» **WORK INSTRUCTION**
The response should consist of the records, reproduced exactly.

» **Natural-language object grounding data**
^^^^

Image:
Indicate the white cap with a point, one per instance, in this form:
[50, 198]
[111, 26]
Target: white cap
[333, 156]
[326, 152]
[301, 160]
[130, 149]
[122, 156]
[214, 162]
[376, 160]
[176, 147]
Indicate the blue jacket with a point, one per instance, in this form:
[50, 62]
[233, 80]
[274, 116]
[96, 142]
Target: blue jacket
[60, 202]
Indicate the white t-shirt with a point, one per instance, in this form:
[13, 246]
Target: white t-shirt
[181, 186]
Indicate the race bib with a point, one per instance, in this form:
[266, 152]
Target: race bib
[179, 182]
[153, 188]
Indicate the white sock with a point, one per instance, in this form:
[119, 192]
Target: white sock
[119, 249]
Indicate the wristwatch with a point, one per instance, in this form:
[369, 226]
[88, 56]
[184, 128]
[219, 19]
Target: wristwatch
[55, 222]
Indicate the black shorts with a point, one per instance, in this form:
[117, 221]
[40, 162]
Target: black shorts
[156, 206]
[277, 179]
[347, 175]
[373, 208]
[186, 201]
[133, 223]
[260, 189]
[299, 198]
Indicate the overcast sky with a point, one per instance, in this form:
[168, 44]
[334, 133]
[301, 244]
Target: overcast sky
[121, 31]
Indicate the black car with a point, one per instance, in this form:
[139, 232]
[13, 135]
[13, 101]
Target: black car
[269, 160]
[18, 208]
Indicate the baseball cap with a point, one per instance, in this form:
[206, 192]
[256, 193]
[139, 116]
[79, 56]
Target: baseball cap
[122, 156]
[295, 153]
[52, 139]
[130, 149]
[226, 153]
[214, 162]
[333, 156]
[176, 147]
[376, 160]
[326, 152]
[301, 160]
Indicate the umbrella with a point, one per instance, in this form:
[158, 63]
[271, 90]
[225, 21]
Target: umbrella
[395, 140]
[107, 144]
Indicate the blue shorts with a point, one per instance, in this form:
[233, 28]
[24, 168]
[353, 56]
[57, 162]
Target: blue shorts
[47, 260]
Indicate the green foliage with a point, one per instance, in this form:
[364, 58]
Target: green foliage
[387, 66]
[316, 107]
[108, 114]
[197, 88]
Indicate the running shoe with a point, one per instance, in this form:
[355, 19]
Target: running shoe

^^^^

» **OUTPUT FOR THIS EXERCISE**
Image:
Indicate the white cap with a point, one per instance, in this form:
[50, 198]
[111, 26]
Target: white cap
[333, 156]
[326, 152]
[301, 160]
[130, 149]
[122, 156]
[214, 162]
[376, 160]
[176, 147]
Indicate the blue jacket with a point, one per instance, in this form:
[50, 62]
[233, 80]
[274, 116]
[96, 142]
Target: blue jacket
[60, 202]
Indicate the white t-shirt with a point, one per instance, in this form:
[13, 246]
Target: white t-shirt
[181, 186]
Indicate the race bib with a point, one per instance, in this form:
[266, 152]
Target: race bib
[179, 182]
[153, 188]
Indicate the white sock with a point, one per instance, in this form:
[119, 192]
Target: white sock
[119, 249]
Indicate the wristwatch with a point, one per instance, in this form:
[369, 226]
[88, 56]
[184, 128]
[219, 19]
Target: wristwatch
[55, 222]
Indicate the black shorts with a point, one per instance, in this form:
[117, 221]
[40, 162]
Target: black shorts
[156, 206]
[277, 179]
[347, 175]
[373, 208]
[186, 201]
[133, 223]
[260, 189]
[299, 198]
Indicate the overcast sky with a point, one per instance, in this form:
[168, 44]
[334, 133]
[301, 244]
Target: overcast sky
[121, 31]
Indicate the black car with a point, one per instance, in this form:
[139, 232]
[13, 135]
[13, 101]
Target: black car
[269, 160]
[18, 208]
Indicate the baseball cap with a point, one per instance, in this form:
[206, 192]
[256, 193]
[139, 116]
[79, 56]
Target: baseball cap
[122, 156]
[295, 153]
[52, 139]
[130, 149]
[226, 153]
[214, 162]
[333, 156]
[176, 147]
[376, 160]
[326, 152]
[301, 160]
Indicate the umbrella with a point, one per instance, in this form:
[158, 63]
[271, 90]
[225, 21]
Target: umbrella
[395, 140]
[107, 144]
Indicate the blue shorts with a point, one per instance, in this form:
[233, 28]
[24, 168]
[353, 56]
[57, 162]
Target: blue shorts
[47, 260]
Indicate the green foliage with a point, one per instance, in this form:
[364, 58]
Target: green foliage
[387, 66]
[316, 107]
[108, 114]
[197, 88]
Indicate the running shoe with a point, one per instance, in this form:
[355, 19]
Target: running shoe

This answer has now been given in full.